Brief:
What follows is a block of records; restate each one word for word.

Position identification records

start

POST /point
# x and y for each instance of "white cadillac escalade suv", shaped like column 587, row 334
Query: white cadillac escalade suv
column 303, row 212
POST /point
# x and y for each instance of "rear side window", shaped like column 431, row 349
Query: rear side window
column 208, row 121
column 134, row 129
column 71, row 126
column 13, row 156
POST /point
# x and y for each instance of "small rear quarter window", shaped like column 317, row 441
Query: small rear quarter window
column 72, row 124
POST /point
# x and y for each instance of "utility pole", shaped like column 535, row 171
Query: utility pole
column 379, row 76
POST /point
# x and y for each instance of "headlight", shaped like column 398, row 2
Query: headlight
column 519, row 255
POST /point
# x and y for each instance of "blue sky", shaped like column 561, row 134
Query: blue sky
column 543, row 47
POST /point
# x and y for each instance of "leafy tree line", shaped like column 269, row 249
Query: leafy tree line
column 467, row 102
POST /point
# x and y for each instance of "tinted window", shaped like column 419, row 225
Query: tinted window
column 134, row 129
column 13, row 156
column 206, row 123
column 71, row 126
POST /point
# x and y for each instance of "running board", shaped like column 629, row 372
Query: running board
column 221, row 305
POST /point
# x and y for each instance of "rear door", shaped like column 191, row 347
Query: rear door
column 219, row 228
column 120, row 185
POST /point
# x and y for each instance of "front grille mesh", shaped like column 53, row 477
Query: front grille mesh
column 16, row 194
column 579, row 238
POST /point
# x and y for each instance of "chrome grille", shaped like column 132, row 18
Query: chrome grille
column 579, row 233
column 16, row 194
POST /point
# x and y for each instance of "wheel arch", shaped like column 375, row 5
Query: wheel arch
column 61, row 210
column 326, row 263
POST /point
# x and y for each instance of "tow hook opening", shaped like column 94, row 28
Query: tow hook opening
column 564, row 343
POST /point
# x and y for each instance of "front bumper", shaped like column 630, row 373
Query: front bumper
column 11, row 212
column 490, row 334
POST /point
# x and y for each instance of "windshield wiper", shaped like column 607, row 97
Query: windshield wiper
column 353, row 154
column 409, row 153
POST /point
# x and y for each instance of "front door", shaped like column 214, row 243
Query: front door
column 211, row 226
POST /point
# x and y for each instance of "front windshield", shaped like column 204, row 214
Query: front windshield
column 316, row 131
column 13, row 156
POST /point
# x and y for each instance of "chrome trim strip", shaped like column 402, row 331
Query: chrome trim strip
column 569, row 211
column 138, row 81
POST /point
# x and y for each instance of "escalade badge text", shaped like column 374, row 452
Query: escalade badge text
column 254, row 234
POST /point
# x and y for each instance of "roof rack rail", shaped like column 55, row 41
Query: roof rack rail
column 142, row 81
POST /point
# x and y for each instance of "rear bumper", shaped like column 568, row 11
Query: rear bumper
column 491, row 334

end

The response:
POST /point
# x and y for each instance of "white cadillac escalade suv", shaped like column 587, row 334
Query: white cadillac escalade suv
column 303, row 212
POST /point
# x and y for each instance of "rear side window", shaped like column 431, row 349
Query: rear side window
column 208, row 121
column 134, row 129
column 71, row 126
column 13, row 156
POST /point
# x and y for each instance of "small rear quarter window", shaped like column 317, row 441
Query: small rear quarter window
column 72, row 124
POST /point
# x and y for each instance of "utility pole", shaped like column 535, row 171
Query: utility pole
column 379, row 76
POST /point
# x and y for each instance of "headlight", shaped like column 398, row 2
Query: headlight
column 519, row 255
POST /point
# x and y for each instance of "blue sky", shaped like column 561, row 134
Query: blue sky
column 543, row 47
POST /point
# x and y for each instance of "leafy tree line", shaped like column 269, row 249
Query: leafy tree line
column 467, row 102
POST /point
# x and y for each instance of "tinted window", shaped like column 419, row 225
Query: tinted window
column 134, row 129
column 13, row 156
column 206, row 123
column 71, row 126
POST /point
# x and y for each instance of "running board", shaped like column 629, row 372
Query: running board
column 221, row 305
POST /point
# x and y for each instance of "rear door", shaped like column 191, row 347
Query: rear door
column 219, row 228
column 120, row 185
POST /point
# x and y for each instance of "front grille mesh", shaped like column 53, row 477
Query: front grille mesh
column 16, row 194
column 579, row 238
POST /point
# x and y for each instance of "chrome grille", shaped like column 132, row 18
Query: chrome grille
column 579, row 233
column 16, row 194
POST /point
# x and y for each instance of "wheel arch", shaped like column 375, row 5
Query: wheel arch
column 61, row 210
column 326, row 263
POST /point
# x and y for each instance of "tow hook opening", shaped like column 94, row 28
Query: tow hook opening
column 564, row 343
POST /point
# x and y for each instance of "front bumper", shaped like column 630, row 373
Query: front bumper
column 11, row 212
column 490, row 334
POST /point
# x and y for each instance of "windshield wiper", shaped like column 607, row 97
Query: windshield wiper
column 353, row 154
column 409, row 153
POST /point
# x and y for each instance of "front door", shaped like column 214, row 243
Query: front door
column 211, row 226
POST /point
# x and y for each instance of "front windshield", shaped like column 204, row 214
Query: front windshield
column 316, row 131
column 13, row 156
POST /point
# x and y for each instance of "chrome trim strip", shaped like column 402, row 331
Query: chrome trim strip
column 569, row 211
column 138, row 81
POST /point
# x and y for each instance of "escalade badge text", shaped like column 374, row 452
Query: escalade badge text
column 254, row 234
POST /point
# x and y for each instance of "roof rack rail", shaped like column 55, row 41
Query: roof rack rail
column 142, row 81
POST /point
# x and y for each instance of "rear bumper", shaped like column 568, row 11
Query: rear bumper
column 491, row 334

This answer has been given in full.